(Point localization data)
--- --- ---

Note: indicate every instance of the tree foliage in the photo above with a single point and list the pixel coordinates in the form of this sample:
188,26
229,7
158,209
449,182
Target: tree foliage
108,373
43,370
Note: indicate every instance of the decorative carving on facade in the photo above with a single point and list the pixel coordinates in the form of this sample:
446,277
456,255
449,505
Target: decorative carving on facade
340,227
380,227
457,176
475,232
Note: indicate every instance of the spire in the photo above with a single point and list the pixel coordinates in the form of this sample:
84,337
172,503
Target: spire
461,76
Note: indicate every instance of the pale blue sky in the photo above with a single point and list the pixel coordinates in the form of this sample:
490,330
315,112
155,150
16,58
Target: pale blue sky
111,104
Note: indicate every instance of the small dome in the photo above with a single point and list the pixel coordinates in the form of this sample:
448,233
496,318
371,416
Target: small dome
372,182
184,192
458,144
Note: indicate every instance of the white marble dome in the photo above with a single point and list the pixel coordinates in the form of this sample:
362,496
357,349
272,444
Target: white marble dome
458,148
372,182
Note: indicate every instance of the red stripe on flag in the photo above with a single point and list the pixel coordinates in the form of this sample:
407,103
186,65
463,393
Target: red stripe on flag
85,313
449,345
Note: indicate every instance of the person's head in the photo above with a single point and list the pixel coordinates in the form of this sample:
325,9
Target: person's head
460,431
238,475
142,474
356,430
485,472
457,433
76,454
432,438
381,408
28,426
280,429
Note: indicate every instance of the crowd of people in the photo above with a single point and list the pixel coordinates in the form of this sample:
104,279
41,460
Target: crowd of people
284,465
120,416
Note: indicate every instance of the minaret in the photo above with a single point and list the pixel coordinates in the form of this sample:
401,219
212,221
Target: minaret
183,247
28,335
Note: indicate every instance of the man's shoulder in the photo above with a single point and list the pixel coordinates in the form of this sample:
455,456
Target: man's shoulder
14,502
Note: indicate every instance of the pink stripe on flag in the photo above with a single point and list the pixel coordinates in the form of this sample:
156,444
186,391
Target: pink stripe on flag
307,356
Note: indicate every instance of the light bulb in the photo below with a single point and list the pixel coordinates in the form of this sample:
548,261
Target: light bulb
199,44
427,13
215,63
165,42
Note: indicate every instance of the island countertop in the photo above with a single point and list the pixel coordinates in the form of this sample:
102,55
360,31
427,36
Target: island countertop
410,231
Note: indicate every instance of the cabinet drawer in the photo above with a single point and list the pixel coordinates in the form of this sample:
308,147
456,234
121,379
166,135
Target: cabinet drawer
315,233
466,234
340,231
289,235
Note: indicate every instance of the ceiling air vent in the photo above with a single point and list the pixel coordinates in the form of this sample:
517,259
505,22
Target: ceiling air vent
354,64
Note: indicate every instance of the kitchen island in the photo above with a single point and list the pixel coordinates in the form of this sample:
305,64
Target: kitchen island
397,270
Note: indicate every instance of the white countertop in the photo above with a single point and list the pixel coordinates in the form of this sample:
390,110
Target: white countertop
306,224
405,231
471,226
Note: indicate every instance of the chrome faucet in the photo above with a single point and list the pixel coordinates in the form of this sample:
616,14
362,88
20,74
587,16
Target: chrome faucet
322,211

--- --- ---

__WORK TASK__:
Print all of the lines above so that each one matches its original exactly.

__ANSWER__:
Note: indicate every instance of the tree foliage in the photo above with a single point and list the pixel coordinates in the form of this sample:
188,26
229,7
158,209
449,182
Target: tree foliage
108,373
43,370
Note: indicate every instance of the decorative carving on facade in the photo above with a single point and list the pixel coordinates in the form of this sample:
446,277
456,255
449,505
Target: decorative carving on facade
340,227
380,227
457,176
475,232
Note: indicate every instance of the spire in the photo above with a single point and list the pixel coordinates in the form of this sample:
84,337
172,503
Target: spire
461,76
Note: indicate every instance of the pale blue sky in the photo above with a single point and list the pixel coordinates in the form of this sample:
490,330
315,112
155,150
16,58
Target: pale blue sky
111,104
Note: indicate every instance of the small dome in the photo above with a single point and list the pixel coordinates in the form of this sample:
448,233
496,318
371,416
Target: small dome
372,182
184,192
458,144
Note: indicate every instance of the white marble dome in the photo above with a single point and list the pixel coordinates in the form of this sample:
362,496
357,349
272,444
Target: white marble dome
458,148
372,182
Note: indicate every instance of the red stripe on flag in the photo above with a single point and list the pixel coordinates in the form of this sample:
407,103
186,65
463,393
Target: red stripe on flag
85,313
449,345
Note: indicate every instance of the person's head in the photo above with a single point and list the pixel coordinates in the form of this sample:
325,9
Target: person's head
460,431
238,475
142,474
356,430
485,472
457,433
76,454
432,438
381,408
28,426
280,429
Note: indicate every instance of the crowd of people in the photo above with a single point and list the pixel coordinates in the form of this sample:
104,279
41,460
Target: crowd of people
284,465
120,416
Note: indicate every instance of the minaret in the photo above with a single point and list the pixel coordinates in the form of this sample:
401,219
212,221
Target: minaret
183,247
28,335
Note: indicate every instance of the man's shoulder in the photo above with a single point and list the pixel coordinates in the form of this sample:
455,456
Target: man's shoulder
14,502
Note: indicate every instance of the pink stripe on flag in the photo above with a single point and list the pixel coordinates in the form of this sample:
156,444
186,391
Target: pink stripe on flag
307,356
Note: indicate every instance of the light bulb in the photo below with a single point and list the pixel coordinates in the form of this sample:
548,261
Target: light bulb
199,44
427,13
215,63
165,42
Note: indicate every instance of the island countertop in the photo above with a single point and list the pixel coordinates in the form of this sample:
102,55
360,31
427,36
Target: island countertop
410,231
Note: indicate every instance of the cabinet drawer in the photo above with a single point and list the pixel coordinates in the form of this sample:
308,147
456,234
121,379
166,135
Target: cabinet drawer
315,233
466,234
340,231
289,235
Note: indicate every instance of the ceiling air vent in the photo above with a single point and list the pixel coordinates in the form of this sample:
517,259
505,22
Target: ceiling air vent
354,64
Note: indicate every instance of the kitchen island in the photo above with a single point and list the pixel coordinates in the form of this sample:
305,64
Target: kitchen island
397,270
Note: indicate every instance of the white countertop in the photo above with a single point and list the pixel coordinates in the form of this sample:
390,110
Target: white countertop
306,224
405,231
471,226
Note: indicate every instance of the chrome faucet in the photo above with a single point and list the pixel coordinates in the form of this sample:
616,14
362,88
20,74
587,16
Target: chrome faucet
322,211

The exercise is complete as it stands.